* [What is being asked]
How many lines of the listing below contain the string "boot", counting only matches in the same case? Reply with the number alone.

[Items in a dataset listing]
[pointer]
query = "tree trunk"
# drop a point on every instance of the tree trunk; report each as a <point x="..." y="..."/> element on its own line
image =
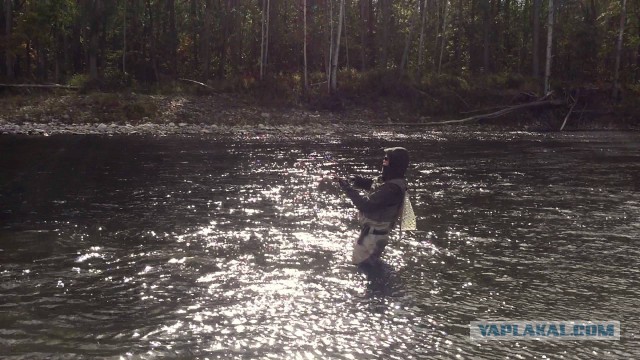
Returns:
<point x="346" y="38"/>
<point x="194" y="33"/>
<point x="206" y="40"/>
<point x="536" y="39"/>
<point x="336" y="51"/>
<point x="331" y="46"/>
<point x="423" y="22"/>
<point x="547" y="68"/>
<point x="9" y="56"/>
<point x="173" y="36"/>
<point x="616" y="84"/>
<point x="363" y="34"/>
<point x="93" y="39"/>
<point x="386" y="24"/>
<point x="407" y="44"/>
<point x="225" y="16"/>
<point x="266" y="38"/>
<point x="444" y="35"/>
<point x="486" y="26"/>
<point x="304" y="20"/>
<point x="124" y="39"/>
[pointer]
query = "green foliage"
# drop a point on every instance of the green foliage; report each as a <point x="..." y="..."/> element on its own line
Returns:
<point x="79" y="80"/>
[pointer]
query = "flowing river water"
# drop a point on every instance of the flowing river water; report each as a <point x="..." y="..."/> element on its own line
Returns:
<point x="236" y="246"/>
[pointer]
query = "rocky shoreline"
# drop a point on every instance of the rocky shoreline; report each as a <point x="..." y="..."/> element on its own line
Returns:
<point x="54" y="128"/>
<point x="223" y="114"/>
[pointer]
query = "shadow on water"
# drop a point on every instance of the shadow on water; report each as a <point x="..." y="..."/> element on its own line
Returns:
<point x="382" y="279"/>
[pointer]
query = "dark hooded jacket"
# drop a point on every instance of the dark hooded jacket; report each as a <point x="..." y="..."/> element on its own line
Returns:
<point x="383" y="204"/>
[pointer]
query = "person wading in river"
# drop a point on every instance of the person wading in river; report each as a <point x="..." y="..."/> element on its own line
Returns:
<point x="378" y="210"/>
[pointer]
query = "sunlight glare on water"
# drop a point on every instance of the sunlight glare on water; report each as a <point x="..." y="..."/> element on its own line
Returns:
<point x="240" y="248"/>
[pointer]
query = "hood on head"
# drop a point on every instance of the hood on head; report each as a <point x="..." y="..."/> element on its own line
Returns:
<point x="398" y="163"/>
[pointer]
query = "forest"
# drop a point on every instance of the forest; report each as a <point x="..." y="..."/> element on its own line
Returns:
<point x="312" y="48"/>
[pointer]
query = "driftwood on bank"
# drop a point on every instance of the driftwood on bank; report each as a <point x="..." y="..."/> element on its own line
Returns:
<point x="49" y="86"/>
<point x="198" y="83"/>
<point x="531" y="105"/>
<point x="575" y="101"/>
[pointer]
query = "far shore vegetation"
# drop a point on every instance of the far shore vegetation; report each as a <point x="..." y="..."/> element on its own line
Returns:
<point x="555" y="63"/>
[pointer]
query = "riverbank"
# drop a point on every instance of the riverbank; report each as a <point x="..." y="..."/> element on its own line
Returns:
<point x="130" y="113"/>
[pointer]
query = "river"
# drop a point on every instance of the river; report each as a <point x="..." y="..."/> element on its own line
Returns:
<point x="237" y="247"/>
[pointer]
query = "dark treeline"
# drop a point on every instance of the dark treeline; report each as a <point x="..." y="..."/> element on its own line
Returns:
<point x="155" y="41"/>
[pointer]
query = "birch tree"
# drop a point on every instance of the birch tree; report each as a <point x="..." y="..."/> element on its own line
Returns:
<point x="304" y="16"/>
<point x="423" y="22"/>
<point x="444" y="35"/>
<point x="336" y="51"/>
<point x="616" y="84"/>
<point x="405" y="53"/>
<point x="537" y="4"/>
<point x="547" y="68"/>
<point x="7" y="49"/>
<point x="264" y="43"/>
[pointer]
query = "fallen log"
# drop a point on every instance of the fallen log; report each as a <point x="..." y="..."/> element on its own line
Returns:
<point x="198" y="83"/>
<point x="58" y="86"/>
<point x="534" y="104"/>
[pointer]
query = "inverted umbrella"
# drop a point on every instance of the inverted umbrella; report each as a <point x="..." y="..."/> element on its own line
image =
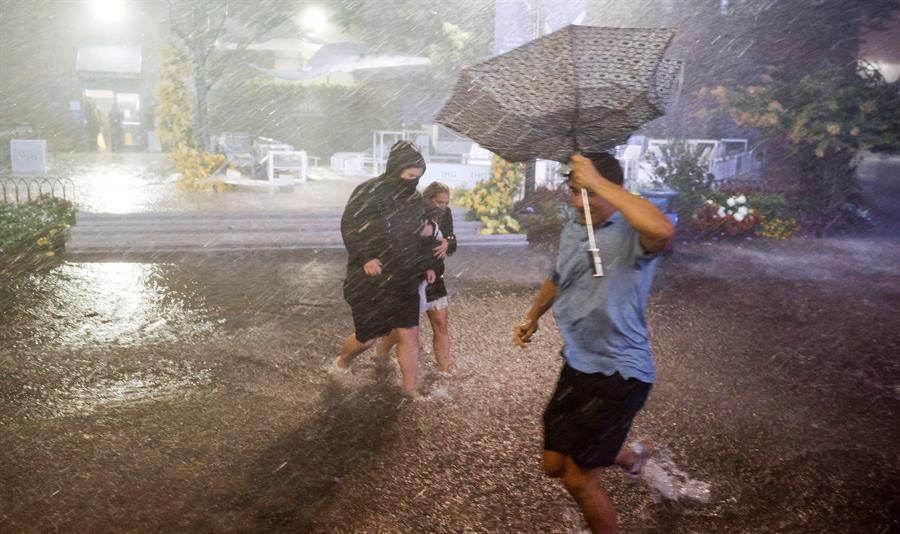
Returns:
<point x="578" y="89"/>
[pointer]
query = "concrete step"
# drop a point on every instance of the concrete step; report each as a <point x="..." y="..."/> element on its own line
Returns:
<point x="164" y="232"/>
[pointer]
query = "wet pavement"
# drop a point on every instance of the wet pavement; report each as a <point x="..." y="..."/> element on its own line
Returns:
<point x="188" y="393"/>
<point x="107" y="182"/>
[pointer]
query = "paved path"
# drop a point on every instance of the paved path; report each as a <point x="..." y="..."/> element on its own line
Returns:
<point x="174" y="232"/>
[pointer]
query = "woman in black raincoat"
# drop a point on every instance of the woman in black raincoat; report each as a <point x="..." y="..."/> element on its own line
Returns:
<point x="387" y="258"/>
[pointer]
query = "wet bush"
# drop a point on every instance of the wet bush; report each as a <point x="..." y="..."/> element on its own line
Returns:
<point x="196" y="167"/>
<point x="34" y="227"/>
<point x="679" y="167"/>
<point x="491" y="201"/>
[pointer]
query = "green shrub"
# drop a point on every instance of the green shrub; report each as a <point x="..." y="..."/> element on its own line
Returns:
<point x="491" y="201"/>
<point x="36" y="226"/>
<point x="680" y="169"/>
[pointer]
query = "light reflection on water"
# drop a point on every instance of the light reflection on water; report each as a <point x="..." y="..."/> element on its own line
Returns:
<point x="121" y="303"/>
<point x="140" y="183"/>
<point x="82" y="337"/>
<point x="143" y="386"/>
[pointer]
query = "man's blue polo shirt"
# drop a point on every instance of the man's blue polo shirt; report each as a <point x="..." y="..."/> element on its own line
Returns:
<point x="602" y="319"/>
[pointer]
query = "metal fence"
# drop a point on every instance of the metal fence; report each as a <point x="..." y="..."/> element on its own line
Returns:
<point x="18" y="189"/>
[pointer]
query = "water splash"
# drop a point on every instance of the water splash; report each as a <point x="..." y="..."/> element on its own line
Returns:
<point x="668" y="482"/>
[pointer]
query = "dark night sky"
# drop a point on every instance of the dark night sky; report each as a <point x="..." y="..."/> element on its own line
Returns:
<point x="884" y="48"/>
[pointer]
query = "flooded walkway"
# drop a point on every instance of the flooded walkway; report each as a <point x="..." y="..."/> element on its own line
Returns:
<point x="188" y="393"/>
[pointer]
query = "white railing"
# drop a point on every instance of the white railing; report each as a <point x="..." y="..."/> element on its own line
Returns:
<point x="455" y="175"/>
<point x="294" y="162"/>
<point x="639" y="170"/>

---

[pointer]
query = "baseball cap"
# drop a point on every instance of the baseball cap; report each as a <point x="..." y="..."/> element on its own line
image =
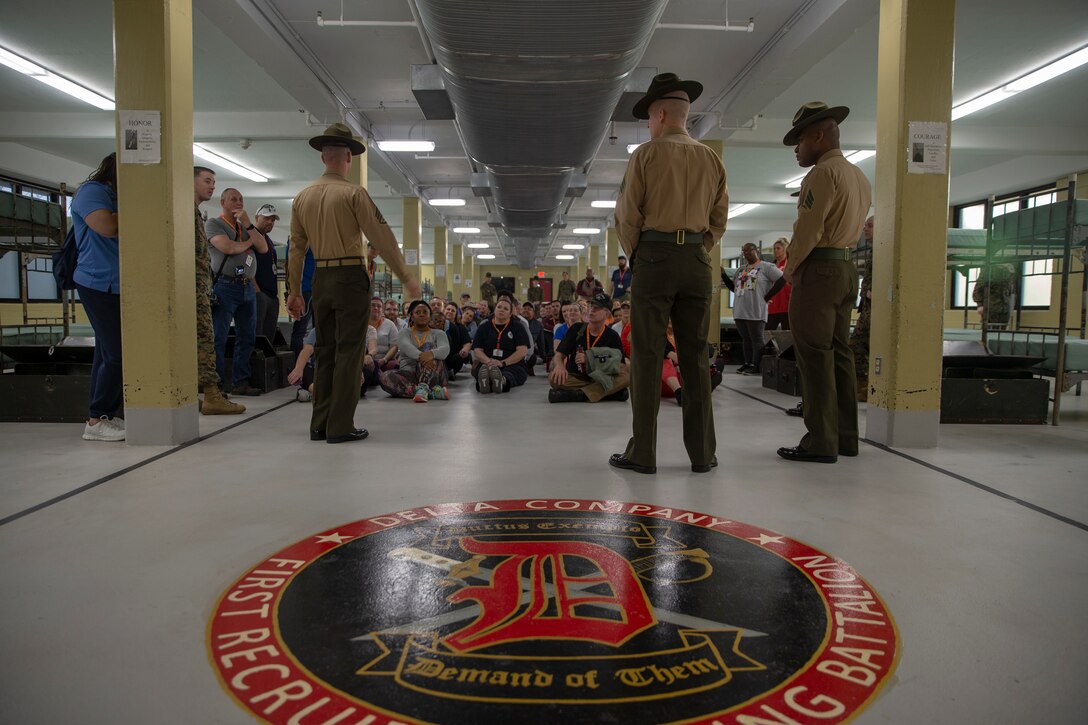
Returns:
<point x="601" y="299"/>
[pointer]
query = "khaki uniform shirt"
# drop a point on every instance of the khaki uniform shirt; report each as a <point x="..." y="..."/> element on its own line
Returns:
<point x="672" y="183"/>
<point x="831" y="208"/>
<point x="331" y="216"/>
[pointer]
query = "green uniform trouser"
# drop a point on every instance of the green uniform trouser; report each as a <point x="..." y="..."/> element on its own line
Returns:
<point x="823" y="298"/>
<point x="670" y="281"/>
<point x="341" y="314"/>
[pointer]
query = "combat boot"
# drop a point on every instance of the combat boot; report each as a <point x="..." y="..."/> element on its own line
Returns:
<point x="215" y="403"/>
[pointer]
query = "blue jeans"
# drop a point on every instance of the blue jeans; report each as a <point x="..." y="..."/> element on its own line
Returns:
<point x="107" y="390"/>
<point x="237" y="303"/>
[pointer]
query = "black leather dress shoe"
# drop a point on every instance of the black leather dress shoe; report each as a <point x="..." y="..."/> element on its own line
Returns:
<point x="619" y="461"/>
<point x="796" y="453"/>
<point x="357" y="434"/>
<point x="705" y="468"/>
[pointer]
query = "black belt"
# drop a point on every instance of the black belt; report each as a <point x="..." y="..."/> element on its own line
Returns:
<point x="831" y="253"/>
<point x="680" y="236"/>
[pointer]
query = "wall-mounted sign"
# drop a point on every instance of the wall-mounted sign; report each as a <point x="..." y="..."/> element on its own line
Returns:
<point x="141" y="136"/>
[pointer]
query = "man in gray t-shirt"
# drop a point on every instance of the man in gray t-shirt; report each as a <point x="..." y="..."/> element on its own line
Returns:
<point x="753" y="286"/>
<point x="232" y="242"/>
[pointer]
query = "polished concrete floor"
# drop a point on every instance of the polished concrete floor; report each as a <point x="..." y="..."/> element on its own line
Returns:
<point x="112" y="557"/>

...

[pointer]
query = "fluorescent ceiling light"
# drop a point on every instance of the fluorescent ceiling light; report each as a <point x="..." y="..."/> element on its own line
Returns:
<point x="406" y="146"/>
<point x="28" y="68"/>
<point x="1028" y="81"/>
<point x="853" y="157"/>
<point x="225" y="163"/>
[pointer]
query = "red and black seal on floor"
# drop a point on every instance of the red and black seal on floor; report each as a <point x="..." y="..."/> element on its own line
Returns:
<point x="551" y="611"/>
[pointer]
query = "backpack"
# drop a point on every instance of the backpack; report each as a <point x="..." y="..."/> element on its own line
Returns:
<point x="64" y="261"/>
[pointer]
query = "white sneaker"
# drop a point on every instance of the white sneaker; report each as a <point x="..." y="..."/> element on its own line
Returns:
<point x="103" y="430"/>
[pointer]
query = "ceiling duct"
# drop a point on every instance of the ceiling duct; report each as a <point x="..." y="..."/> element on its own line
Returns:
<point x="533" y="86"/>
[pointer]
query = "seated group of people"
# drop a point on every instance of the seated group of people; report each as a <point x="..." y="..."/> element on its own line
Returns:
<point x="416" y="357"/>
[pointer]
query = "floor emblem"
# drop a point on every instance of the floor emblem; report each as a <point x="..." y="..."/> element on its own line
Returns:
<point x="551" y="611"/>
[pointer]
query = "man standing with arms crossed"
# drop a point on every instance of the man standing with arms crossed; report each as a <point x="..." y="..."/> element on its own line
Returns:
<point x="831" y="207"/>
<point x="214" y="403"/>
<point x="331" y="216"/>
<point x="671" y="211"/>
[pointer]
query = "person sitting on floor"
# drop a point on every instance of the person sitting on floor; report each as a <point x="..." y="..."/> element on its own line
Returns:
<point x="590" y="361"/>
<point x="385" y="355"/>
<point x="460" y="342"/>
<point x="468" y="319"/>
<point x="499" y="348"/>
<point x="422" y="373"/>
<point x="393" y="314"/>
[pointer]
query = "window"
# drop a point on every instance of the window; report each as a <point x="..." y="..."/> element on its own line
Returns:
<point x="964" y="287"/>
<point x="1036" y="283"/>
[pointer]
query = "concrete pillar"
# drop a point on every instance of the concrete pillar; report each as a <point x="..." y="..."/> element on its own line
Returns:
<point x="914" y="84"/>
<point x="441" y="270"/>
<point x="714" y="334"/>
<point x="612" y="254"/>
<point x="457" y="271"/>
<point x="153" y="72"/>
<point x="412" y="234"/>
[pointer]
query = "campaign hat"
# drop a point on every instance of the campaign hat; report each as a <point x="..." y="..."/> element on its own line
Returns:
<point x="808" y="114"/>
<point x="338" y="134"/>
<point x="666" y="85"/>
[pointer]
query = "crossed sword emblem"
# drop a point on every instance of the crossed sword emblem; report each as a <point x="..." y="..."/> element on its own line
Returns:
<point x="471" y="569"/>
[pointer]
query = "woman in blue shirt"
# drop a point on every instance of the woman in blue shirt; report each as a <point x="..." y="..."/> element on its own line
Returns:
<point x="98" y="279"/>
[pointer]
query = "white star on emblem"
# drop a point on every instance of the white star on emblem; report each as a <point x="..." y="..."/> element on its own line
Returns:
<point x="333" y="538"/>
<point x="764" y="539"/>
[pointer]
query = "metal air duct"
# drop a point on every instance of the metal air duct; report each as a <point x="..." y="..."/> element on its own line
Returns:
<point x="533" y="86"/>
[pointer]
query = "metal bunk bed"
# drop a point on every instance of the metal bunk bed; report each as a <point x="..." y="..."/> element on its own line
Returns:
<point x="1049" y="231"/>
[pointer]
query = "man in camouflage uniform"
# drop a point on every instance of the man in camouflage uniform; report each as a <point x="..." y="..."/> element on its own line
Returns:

* [Completed task]
2